• _AIM_
Reproduce this listing in full.

** Start DATA TO USE **

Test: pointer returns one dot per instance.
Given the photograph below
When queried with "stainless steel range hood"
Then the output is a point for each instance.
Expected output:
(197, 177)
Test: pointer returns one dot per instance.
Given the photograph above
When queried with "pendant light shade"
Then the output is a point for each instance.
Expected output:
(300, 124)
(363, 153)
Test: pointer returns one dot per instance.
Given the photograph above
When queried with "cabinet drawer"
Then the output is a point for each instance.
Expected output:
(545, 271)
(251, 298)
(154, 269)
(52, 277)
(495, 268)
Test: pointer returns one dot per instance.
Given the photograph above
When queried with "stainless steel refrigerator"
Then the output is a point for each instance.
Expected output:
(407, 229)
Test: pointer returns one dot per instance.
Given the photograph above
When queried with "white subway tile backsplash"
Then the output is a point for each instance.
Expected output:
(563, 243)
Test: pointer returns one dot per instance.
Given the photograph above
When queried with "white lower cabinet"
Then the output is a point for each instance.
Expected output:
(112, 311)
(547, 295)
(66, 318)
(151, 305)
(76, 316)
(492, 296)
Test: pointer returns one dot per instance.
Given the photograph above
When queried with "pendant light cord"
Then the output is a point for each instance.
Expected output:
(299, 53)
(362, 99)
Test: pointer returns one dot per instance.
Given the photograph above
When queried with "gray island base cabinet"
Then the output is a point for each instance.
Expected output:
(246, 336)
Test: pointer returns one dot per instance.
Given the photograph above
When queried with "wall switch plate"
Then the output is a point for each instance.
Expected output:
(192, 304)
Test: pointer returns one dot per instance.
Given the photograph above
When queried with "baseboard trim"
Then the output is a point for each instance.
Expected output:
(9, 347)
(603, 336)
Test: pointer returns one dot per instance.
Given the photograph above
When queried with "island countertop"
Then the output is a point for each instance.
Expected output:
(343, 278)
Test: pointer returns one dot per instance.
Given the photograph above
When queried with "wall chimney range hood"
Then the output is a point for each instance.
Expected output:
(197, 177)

** End DATA TO USE **

• _EXERCISE ANSWER_
Test: pointer returns one dot per instance.
Given the photograph below
When queried with "stainless steel range hood"
Then the output is a point for each instance.
Expected output:
(197, 177)
Test: pointer returns one dot per instance.
Given the photograph above
When queried with "pendant light shade"
Then the output is a point for each instance.
Expected output:
(300, 124)
(363, 153)
Test: pointer returns one dot per instance.
Given the photograph above
When queried with "cabinet drawer"
Then the output is a point for each instance.
Expected output:
(545, 271)
(251, 298)
(154, 269)
(52, 277)
(495, 268)
Test: pointer returns one dot per instance.
Given the photograph above
When queried with "stainless steel refrigerator"
Then the output is a point for each instance.
Expected output:
(407, 229)
Test: pointer returns one dot per instance.
Given the photograph above
When queried with "white subway tile backsplash"
Then the output is a point for each instance.
Expected output:
(563, 243)
Test: pointer returns one dot per instance.
Given the photograph above
When queried with "white lower cabinet"
Then the output is a point for each instance.
Expected output:
(112, 311)
(547, 295)
(66, 318)
(151, 305)
(76, 316)
(492, 296)
Test: pointer returns one dot per instance.
Given the photograph above
When queried with "pendant light cord"
Then the output is a point for each instance.
Expected output:
(299, 53)
(362, 99)
Test: pointer returns one dot per instance.
Given the photograph above
When queried with "gray island base cabinet"
Then the output is a point for each instance.
Expected output:
(246, 336)
Test: pointer returns one dot per instance.
Given the photograph above
When queried with "wall switch plate"
Then the output is a point for each instance.
Expected output:
(192, 304)
Test: pointer returns one dot per instance.
Given the photograph above
When queried with "baseboard trim"
Then the output is a point for each instance.
Expected output:
(9, 347)
(603, 336)
Test: pointer returns one dot per instance.
Given the photograph above
When queried with "island countertop"
Then the output is a point for each instance.
Expected output:
(343, 278)
Test: pointer returns one dot per instance.
Given the photograph above
When queried with "wall chimney range hood"
Then the output is a point for each instance.
Expected output:
(197, 177)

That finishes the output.